What sets them apart from any number of "mood enhancing" environmental recordings done since the 60s? There is a difference, I daresay, perhaps having to do with focus, depth of audio field, sustained concentration. That last probably makes the greatest impression, the willingness not to seek overt change. They each end with alarming abruptness. I enjoyed them. Hard to say exactly why except that, if nothing else, they strike me as honest.

Strong set of releases.

wandelweiser

Available stateside from erstdist

Friday, August 14, 2009


Andrea Neumann/Ivan Palacký - Pappeltalks (Uceroz)

A fine, strong set of duos from 2006-07 with Neumann at the inside piano and Palacký on his amplified knitting machine, I take it a Dopleta 160 model. I've been curious about this the handful of times I'd previously come across his work--I guess this is it:


It does generate a wonderful range of sounds, buzzing to clattering and much between. Of course, that's of less import than the coordination between the two musicians and these talks are marvelously cohesive, sounding as one. You can, on occasion, pick out the resonance of the strummed piano wire but it weaves perfectly amongst the aural skeins of the Dopleta. Calm in pace but aboil with activity, these talks reveal new thematic connections on each listen. Both players give the sense of being very intent, very concentrated, paying great attention to where the music wants to go--harsh when it needs to be, sedate as well--maintaining a spacious but firm kind of control. The disc is also arranged quite well, the final Pappeltalk a kind of summation, a very rich 15 minutes worth of delicious granules, deep thrums and delicate plucked tones; very Roweian. Excellent work, get it.

◇ ◇ ◇ ◇

- Short task 1
According to the music review, what instrument does Palacký play on Pappeltalks?
- Short task 2
Check each statement against the music review and answer yes or no, quoting the words that decide it: (a) Neumann plays the inside piano on Pappeltalks. (b) The duos on Pappeltalks date from 2009. (c) The final Pappeltalk runs about 15 minutes.
- Short task 3
Extend the music review with a few more sentences that pick up after its last line.

[Source data]
◇ ◇ ◇ ◇

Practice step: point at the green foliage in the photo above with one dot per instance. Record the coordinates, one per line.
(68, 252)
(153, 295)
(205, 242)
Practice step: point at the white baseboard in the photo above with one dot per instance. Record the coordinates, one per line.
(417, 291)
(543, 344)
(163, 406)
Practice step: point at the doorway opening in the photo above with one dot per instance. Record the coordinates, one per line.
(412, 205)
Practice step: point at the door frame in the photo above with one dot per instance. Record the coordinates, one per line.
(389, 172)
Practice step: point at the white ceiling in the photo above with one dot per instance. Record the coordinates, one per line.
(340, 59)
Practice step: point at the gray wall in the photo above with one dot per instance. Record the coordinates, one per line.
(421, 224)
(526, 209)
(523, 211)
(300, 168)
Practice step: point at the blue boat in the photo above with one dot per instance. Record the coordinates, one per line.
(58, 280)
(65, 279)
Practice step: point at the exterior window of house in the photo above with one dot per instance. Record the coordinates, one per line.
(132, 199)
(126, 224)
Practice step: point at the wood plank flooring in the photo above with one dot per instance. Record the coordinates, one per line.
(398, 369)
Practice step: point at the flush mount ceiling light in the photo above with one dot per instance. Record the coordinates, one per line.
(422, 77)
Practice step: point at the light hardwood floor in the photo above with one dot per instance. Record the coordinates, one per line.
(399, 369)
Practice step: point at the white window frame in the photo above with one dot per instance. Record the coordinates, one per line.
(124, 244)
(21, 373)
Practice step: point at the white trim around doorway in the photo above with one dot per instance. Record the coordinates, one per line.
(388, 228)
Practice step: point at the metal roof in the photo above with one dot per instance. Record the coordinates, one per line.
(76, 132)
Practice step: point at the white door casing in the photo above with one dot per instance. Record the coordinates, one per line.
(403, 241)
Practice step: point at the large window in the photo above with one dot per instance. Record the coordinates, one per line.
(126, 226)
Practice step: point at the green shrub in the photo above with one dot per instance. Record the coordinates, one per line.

◇ ◇ ◇ ◇

- Response 1
An amplified knitting machine, which the reviewer takes to be a Dopleta 160 model.

- Response 2
(a) Yes: "with Neumann at the inside piano"
(b) No: "A fine, strong set of duos from 2006-07"
(c) Yes: "a very rich 15 minutes worth of delicious granules"

- Response 3
Oh and I won't mention anything about the cover on the small chance that someone will be as surprised as I was.

palacky


Michiel de Haan/Marc Spruit - Schoonhoven, Hollands Licht (CDR)

Two new releases from the duo who brought us "Radical Improvisations" a couple years back. Schoonhoven, so named in honor of ZERO-movement artist Jan Schoonhoven (see below) comprises six tracks (seven listed on the sleeve, six showing in my player) from 2007-08. Not solely due to the guitar/turntable instrumentation, but the first things that leaps to mind are the Otomo/Tetreault duos from years past, for both the ferocity and the in-your-faceness of the music. It's very "hands-on", more toward the gestural noise end of things than "eai" as such. In many ways, it's a kind of music I've found myself veering away from, but this pair, here, really digs in with all four hands (possibly a couple of feet as well) and the resultant swarm of crashes, blips, whooshes, snatches of LPs, bangs 'n' beeps serves to create a convincingly plastic wall of bric-a-brac. Nicely done and, at about 1/2 hour, perfect length for work of this density.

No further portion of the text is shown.